===== Entries

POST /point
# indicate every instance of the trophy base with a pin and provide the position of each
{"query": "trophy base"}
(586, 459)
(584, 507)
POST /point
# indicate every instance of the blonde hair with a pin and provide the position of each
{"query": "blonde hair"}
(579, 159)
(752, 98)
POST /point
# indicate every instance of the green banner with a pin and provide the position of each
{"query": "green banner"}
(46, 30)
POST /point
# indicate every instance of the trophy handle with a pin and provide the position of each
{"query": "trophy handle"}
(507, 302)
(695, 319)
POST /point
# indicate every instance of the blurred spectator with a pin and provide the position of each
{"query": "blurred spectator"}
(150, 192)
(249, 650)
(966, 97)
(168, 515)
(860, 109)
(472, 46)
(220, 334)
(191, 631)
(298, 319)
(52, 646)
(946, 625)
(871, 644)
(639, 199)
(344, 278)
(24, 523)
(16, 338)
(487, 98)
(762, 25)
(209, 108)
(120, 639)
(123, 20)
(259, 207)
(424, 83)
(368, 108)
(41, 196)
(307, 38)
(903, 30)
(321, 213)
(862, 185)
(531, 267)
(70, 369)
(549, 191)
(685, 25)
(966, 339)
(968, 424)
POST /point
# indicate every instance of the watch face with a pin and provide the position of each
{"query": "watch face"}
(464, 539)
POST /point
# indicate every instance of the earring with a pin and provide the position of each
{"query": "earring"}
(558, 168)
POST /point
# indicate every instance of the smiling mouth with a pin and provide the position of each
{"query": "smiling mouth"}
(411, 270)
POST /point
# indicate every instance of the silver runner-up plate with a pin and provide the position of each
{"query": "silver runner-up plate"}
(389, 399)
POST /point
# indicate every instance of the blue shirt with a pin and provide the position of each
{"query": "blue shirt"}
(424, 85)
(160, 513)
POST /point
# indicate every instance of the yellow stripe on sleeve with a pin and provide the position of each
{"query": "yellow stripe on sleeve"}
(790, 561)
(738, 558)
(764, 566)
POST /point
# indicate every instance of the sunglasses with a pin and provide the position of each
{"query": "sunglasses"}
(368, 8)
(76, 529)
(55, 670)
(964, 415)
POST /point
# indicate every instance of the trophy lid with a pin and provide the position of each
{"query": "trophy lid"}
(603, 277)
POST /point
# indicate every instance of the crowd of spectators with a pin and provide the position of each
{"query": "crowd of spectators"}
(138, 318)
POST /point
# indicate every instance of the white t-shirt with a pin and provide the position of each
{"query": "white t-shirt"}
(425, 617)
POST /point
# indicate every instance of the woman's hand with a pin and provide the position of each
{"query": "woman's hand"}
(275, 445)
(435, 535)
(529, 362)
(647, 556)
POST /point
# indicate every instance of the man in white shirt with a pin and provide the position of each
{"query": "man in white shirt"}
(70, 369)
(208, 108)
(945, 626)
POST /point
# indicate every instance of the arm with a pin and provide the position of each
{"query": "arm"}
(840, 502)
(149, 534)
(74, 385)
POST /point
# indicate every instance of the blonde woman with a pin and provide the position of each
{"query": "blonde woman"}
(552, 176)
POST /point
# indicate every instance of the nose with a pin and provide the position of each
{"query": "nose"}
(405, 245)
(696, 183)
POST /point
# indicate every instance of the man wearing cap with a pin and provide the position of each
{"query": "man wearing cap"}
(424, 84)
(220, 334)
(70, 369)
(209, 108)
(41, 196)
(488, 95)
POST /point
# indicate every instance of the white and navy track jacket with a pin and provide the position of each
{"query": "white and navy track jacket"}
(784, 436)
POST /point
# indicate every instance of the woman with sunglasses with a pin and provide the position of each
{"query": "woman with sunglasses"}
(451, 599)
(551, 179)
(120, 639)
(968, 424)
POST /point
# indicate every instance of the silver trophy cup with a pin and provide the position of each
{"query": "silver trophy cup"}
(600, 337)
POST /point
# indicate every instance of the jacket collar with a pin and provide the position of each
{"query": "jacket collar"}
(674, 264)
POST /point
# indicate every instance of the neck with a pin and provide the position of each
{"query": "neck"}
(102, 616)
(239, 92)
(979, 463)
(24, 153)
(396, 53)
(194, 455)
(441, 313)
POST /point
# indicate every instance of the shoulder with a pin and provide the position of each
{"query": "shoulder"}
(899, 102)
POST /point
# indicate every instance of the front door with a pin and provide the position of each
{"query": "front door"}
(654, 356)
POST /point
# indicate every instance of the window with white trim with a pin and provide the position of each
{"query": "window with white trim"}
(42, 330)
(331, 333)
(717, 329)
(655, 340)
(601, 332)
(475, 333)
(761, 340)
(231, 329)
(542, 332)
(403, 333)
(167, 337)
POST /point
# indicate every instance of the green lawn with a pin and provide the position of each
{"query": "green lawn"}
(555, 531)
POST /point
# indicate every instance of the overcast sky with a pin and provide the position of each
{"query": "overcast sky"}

==========

# [Directive]
Pull out every line of the data above that contains the string "shoulder", and list those lines in their original order.

# [Problem solution]
# indicate every instance of the shoulder with a pin and provide the position of each
{"query": "shoulder"}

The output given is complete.